(STATED PROBLEM) Rewrite the records as a numbered list, from the start of the records through the line with "x=368, y=218", both ends included. List only those lines, skip any blank lines, and leave the pictures out.

━━━━━ RECORD EXCERPTS

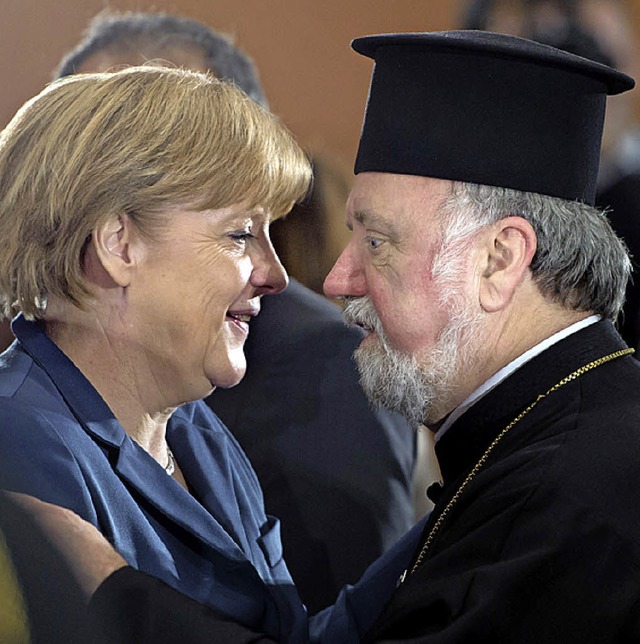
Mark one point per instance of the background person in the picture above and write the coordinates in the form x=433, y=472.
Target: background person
x=299, y=413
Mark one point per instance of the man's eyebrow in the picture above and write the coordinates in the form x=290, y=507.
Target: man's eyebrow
x=368, y=218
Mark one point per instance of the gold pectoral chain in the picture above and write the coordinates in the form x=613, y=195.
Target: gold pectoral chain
x=483, y=459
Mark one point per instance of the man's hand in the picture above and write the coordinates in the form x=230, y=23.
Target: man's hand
x=89, y=556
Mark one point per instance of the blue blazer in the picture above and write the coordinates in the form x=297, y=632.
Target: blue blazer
x=62, y=444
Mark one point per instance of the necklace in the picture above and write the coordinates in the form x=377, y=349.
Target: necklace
x=483, y=459
x=170, y=467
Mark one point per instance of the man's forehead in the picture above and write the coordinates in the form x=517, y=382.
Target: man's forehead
x=387, y=195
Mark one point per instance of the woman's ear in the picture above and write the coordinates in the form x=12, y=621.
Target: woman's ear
x=113, y=242
x=510, y=248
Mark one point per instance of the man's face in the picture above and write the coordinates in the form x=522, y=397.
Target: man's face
x=390, y=255
x=414, y=318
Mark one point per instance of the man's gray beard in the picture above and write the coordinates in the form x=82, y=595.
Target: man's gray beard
x=396, y=381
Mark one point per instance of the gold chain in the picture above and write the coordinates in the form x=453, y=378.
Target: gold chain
x=483, y=459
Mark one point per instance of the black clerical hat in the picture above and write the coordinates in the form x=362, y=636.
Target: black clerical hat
x=485, y=108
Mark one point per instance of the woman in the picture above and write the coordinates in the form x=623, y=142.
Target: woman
x=134, y=238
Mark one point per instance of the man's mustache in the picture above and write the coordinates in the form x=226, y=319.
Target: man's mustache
x=361, y=312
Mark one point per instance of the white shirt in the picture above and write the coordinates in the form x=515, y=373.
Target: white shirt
x=506, y=371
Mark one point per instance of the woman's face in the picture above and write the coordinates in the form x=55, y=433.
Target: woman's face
x=195, y=293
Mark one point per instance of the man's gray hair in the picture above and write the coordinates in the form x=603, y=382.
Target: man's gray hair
x=579, y=262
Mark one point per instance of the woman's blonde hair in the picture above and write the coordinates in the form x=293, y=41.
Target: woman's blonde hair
x=137, y=141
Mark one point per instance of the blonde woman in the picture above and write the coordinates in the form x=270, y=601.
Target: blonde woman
x=134, y=238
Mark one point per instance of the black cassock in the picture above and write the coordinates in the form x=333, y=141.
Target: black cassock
x=543, y=544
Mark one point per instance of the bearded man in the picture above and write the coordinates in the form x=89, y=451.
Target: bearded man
x=488, y=286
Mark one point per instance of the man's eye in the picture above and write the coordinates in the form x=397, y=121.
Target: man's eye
x=241, y=235
x=374, y=243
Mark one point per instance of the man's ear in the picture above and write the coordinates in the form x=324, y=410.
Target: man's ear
x=510, y=248
x=113, y=242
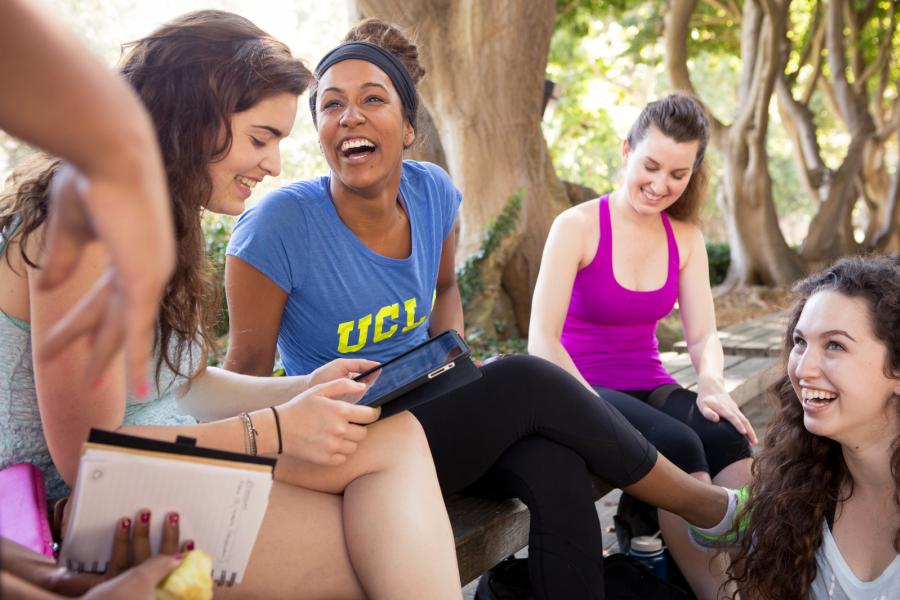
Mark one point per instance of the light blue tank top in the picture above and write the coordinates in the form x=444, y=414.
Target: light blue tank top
x=21, y=434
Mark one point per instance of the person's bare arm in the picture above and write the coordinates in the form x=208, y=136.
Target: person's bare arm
x=65, y=102
x=255, y=307
x=562, y=257
x=698, y=317
x=447, y=311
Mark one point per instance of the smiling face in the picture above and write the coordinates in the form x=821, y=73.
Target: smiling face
x=837, y=369
x=362, y=129
x=254, y=153
x=657, y=171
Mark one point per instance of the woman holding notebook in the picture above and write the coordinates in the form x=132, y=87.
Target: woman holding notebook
x=356, y=509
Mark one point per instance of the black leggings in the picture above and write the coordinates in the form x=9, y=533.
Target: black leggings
x=528, y=429
x=680, y=431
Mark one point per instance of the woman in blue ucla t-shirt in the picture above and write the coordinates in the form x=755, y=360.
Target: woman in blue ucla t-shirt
x=360, y=263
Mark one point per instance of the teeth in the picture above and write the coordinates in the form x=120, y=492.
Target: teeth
x=356, y=143
x=250, y=183
x=811, y=394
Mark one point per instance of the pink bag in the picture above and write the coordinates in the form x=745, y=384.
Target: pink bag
x=23, y=508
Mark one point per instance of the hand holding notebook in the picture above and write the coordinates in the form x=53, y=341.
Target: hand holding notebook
x=221, y=497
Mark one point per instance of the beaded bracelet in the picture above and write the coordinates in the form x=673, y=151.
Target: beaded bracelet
x=277, y=427
x=251, y=433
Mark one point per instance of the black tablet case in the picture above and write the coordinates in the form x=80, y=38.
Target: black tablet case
x=464, y=373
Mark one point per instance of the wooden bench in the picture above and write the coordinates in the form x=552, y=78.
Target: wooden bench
x=487, y=531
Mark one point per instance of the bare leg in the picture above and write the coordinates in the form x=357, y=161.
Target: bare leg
x=668, y=487
x=394, y=535
x=300, y=551
x=705, y=573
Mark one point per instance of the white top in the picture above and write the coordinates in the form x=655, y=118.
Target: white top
x=835, y=581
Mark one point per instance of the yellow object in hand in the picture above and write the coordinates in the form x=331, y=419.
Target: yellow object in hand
x=191, y=580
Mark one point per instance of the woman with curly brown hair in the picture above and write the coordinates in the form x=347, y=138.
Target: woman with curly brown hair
x=355, y=510
x=824, y=503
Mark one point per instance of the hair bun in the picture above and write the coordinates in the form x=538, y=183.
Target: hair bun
x=392, y=39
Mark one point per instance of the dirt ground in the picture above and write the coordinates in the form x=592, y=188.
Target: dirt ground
x=732, y=307
x=746, y=303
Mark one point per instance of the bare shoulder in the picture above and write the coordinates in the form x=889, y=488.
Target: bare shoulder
x=580, y=220
x=689, y=238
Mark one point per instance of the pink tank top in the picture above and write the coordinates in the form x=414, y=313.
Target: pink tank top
x=610, y=331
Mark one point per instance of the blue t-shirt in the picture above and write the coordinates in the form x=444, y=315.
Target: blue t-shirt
x=344, y=300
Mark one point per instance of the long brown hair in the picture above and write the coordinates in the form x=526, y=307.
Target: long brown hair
x=192, y=74
x=799, y=477
x=680, y=117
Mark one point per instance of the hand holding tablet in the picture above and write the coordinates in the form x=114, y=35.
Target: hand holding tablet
x=443, y=358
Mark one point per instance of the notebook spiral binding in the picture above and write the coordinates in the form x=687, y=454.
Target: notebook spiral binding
x=80, y=567
x=225, y=578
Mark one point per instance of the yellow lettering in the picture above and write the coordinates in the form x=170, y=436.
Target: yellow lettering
x=392, y=311
x=344, y=330
x=410, y=307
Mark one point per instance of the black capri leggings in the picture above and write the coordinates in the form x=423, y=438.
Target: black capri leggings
x=680, y=431
x=528, y=429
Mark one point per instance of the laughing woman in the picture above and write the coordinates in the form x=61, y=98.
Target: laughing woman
x=360, y=263
x=355, y=510
x=824, y=508
x=599, y=297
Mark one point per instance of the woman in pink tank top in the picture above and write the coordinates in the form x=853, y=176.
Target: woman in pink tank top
x=612, y=268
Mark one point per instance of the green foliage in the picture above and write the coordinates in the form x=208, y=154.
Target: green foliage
x=469, y=276
x=483, y=347
x=719, y=254
x=217, y=231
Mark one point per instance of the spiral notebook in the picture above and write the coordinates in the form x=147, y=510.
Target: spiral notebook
x=221, y=498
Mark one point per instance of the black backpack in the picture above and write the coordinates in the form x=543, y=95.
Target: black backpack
x=626, y=578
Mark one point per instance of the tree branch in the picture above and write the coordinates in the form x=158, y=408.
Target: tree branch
x=729, y=8
x=799, y=117
x=884, y=52
x=810, y=43
x=892, y=211
x=845, y=95
x=677, y=22
x=810, y=85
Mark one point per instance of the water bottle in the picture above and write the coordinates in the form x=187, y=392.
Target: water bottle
x=649, y=550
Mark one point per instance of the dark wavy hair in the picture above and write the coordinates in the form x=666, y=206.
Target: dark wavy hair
x=799, y=478
x=682, y=118
x=192, y=74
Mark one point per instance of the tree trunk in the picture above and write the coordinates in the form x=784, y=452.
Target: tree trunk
x=484, y=88
x=759, y=254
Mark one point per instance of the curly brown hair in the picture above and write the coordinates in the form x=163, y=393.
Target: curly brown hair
x=682, y=118
x=192, y=74
x=799, y=478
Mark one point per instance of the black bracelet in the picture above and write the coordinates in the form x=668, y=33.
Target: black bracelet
x=277, y=427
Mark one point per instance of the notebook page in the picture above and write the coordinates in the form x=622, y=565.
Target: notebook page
x=220, y=508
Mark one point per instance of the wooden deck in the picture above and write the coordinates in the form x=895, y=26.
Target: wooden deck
x=488, y=530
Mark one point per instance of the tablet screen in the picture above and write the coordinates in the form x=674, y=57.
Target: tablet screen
x=409, y=367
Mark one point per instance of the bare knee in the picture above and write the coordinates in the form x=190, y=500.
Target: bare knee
x=401, y=438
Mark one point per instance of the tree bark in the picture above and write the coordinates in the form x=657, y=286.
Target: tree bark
x=485, y=84
x=759, y=254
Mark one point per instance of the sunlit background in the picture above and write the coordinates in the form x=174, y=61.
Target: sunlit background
x=308, y=27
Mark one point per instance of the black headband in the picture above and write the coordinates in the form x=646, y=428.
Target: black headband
x=382, y=59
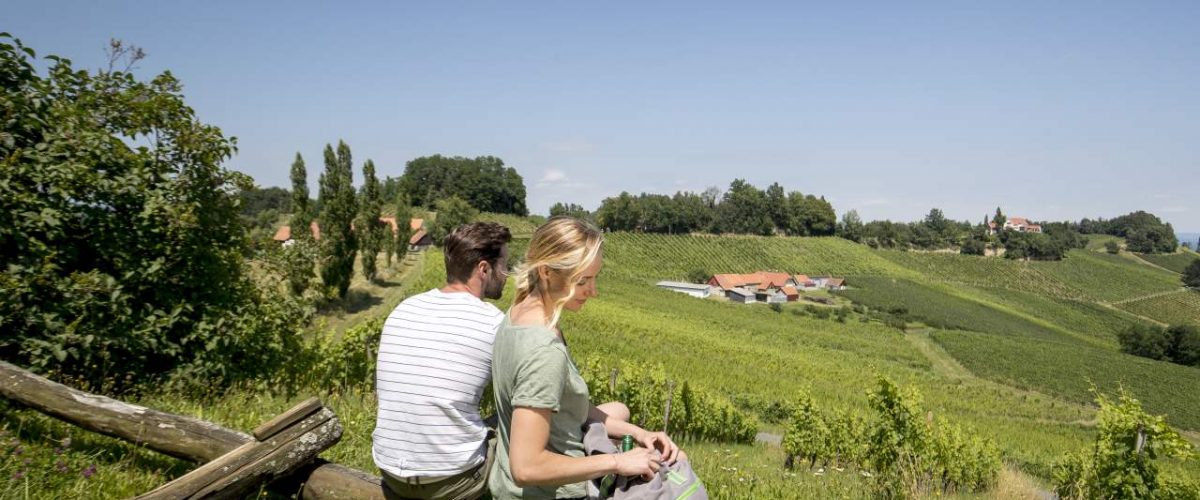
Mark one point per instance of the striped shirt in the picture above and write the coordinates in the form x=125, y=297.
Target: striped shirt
x=435, y=361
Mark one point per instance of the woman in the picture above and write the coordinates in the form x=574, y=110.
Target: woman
x=540, y=397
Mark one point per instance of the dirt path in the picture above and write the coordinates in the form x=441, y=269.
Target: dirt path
x=942, y=362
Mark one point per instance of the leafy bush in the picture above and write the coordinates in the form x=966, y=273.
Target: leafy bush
x=120, y=241
x=1121, y=462
x=909, y=453
x=695, y=414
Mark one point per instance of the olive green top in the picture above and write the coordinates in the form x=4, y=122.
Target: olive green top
x=532, y=368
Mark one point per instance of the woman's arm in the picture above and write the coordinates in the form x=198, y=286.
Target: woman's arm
x=617, y=428
x=535, y=465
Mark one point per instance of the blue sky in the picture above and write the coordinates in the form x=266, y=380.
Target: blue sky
x=1053, y=110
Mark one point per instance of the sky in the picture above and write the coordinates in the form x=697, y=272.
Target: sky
x=1051, y=110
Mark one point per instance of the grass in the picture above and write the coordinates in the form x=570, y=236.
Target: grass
x=1175, y=261
x=1021, y=381
x=1180, y=307
x=1069, y=369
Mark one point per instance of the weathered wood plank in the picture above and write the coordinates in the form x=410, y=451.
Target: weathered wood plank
x=180, y=437
x=256, y=462
x=286, y=419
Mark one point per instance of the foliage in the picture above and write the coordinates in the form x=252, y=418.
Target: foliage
x=909, y=453
x=403, y=215
x=371, y=232
x=1144, y=233
x=695, y=413
x=483, y=181
x=1179, y=343
x=301, y=214
x=1192, y=275
x=339, y=206
x=1121, y=463
x=571, y=210
x=120, y=242
x=453, y=212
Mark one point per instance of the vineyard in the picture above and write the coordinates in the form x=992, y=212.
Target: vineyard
x=1069, y=369
x=1180, y=307
x=1174, y=261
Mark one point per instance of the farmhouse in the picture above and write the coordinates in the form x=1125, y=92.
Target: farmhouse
x=771, y=287
x=696, y=290
x=1019, y=224
x=739, y=295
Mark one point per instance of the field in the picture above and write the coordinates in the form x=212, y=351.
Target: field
x=1011, y=351
x=1174, y=261
x=1179, y=307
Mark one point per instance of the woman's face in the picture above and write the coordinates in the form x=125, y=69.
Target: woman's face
x=586, y=288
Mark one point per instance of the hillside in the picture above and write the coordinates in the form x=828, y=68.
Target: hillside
x=1035, y=336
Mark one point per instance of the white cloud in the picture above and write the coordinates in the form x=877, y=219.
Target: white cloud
x=553, y=176
x=569, y=145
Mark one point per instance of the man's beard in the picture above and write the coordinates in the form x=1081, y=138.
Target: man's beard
x=495, y=287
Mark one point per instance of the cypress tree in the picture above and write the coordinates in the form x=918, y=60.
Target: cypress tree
x=403, y=227
x=337, y=210
x=371, y=230
x=300, y=212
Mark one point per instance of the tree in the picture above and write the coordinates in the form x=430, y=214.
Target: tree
x=999, y=220
x=453, y=212
x=1192, y=275
x=339, y=206
x=403, y=224
x=120, y=241
x=744, y=210
x=301, y=216
x=483, y=181
x=851, y=227
x=778, y=206
x=371, y=232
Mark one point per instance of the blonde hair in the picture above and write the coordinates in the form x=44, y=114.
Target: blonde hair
x=565, y=246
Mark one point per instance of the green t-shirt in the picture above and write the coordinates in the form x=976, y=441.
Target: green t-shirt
x=532, y=368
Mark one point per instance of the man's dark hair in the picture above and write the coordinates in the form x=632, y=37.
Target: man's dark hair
x=473, y=242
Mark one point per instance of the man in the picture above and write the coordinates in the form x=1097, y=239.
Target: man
x=435, y=361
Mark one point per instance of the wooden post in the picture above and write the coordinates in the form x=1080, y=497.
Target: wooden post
x=666, y=415
x=297, y=438
x=180, y=437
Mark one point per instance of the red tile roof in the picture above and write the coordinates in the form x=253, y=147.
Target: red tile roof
x=417, y=236
x=773, y=278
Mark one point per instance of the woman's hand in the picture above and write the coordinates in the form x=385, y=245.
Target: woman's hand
x=661, y=443
x=639, y=462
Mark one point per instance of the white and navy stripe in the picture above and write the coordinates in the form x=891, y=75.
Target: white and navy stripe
x=435, y=361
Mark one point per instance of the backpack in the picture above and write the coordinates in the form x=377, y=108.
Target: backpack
x=672, y=482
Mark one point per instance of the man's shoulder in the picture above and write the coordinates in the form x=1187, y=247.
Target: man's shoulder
x=435, y=300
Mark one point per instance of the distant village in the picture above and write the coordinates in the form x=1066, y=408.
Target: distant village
x=759, y=287
x=418, y=241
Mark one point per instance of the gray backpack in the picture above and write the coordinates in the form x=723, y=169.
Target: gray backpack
x=672, y=482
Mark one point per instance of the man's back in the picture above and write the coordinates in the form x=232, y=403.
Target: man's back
x=435, y=361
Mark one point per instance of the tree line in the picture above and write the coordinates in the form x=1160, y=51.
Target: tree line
x=742, y=209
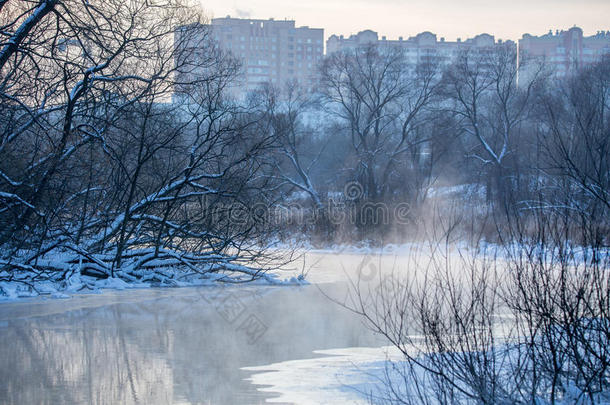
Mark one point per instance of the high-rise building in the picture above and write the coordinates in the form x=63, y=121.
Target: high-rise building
x=566, y=51
x=422, y=48
x=273, y=51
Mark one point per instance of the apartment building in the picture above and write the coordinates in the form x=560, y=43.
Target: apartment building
x=422, y=48
x=273, y=51
x=566, y=51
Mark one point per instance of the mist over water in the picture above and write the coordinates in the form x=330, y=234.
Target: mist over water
x=171, y=345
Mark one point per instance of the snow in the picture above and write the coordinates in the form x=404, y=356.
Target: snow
x=340, y=376
x=169, y=277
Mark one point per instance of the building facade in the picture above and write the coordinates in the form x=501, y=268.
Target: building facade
x=422, y=48
x=272, y=51
x=566, y=51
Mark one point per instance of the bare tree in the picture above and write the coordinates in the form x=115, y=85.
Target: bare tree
x=381, y=101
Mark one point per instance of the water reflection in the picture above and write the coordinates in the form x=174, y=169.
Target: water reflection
x=163, y=346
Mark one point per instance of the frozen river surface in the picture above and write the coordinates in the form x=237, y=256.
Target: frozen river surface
x=200, y=345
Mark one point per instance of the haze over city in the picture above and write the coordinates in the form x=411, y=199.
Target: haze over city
x=446, y=18
x=364, y=202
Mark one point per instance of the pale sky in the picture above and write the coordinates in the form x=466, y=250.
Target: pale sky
x=506, y=19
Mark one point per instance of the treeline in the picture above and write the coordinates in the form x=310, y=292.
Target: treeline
x=123, y=150
x=489, y=136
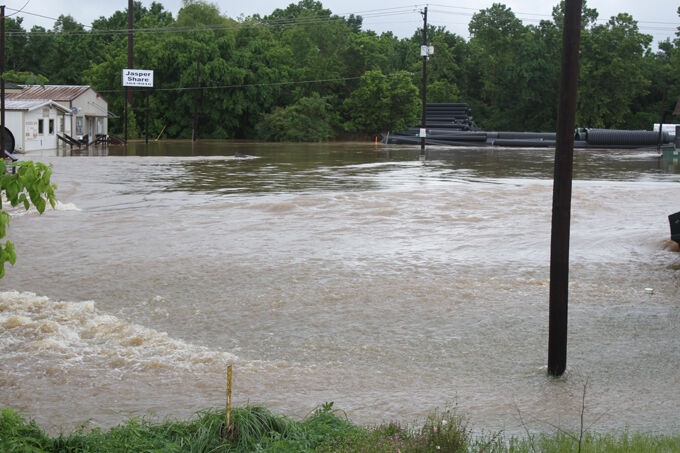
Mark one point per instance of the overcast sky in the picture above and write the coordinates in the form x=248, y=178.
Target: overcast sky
x=658, y=18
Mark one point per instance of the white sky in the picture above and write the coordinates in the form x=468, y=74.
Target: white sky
x=658, y=18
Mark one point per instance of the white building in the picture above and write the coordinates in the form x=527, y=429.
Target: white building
x=89, y=110
x=35, y=123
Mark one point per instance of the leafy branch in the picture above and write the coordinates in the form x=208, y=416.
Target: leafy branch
x=30, y=185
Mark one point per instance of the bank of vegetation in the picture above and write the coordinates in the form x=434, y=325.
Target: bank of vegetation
x=327, y=430
x=303, y=73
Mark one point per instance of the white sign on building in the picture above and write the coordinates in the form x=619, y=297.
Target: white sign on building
x=137, y=78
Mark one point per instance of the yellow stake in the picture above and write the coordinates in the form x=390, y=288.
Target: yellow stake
x=228, y=420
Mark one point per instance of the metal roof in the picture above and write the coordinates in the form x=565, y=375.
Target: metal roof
x=53, y=92
x=32, y=104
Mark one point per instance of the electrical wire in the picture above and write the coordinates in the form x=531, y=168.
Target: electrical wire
x=18, y=11
x=248, y=85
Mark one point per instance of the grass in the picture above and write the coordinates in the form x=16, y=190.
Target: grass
x=327, y=429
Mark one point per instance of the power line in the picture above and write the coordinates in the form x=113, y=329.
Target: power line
x=247, y=85
x=18, y=11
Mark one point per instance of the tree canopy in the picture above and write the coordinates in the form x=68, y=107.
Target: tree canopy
x=259, y=74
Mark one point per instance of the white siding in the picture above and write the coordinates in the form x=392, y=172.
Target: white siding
x=15, y=123
x=34, y=138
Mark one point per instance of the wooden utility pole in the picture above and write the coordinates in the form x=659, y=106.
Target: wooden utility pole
x=129, y=93
x=561, y=213
x=2, y=81
x=423, y=117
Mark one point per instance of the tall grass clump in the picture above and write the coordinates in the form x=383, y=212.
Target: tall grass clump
x=325, y=430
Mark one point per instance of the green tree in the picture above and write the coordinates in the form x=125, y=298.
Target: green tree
x=382, y=103
x=496, y=35
x=29, y=185
x=610, y=74
x=308, y=120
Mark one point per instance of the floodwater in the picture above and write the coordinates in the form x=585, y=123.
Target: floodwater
x=348, y=273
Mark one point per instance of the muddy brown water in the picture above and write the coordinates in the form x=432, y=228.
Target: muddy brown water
x=346, y=273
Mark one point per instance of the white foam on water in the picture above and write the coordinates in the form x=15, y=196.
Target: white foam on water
x=35, y=328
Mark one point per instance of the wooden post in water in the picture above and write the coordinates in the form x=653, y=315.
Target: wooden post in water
x=194, y=131
x=561, y=213
x=662, y=116
x=423, y=119
x=2, y=81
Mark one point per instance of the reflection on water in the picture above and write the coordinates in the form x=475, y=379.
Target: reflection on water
x=342, y=272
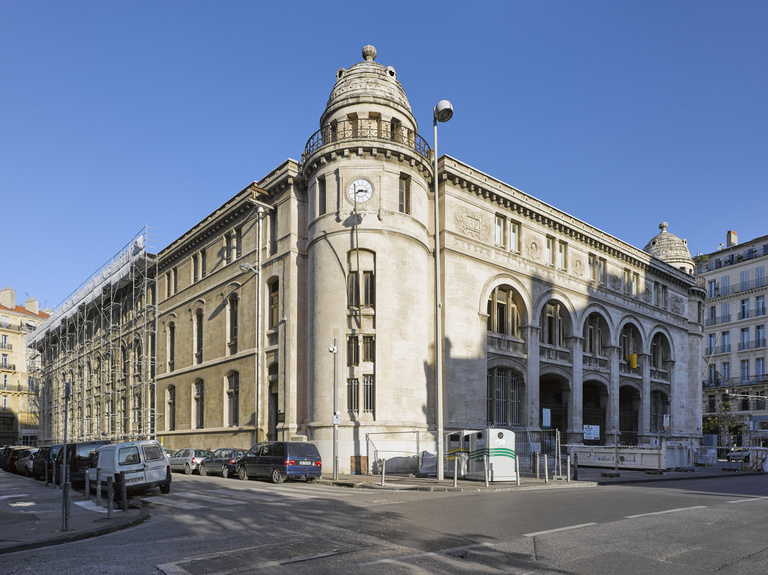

━━━━━━━━━━

(REPLY TO THE EXERCISE)
1. Mark one point per instance of the background person in the picture above and write the coordinates in the form x=433, y=472.
2. Target: background person
3. x=299, y=413
4. Mark one point per instance of the man's eyebrow in the picture above and write the coordinates in the form x=290, y=507.
5. Target: man's eyebrow
6. x=368, y=218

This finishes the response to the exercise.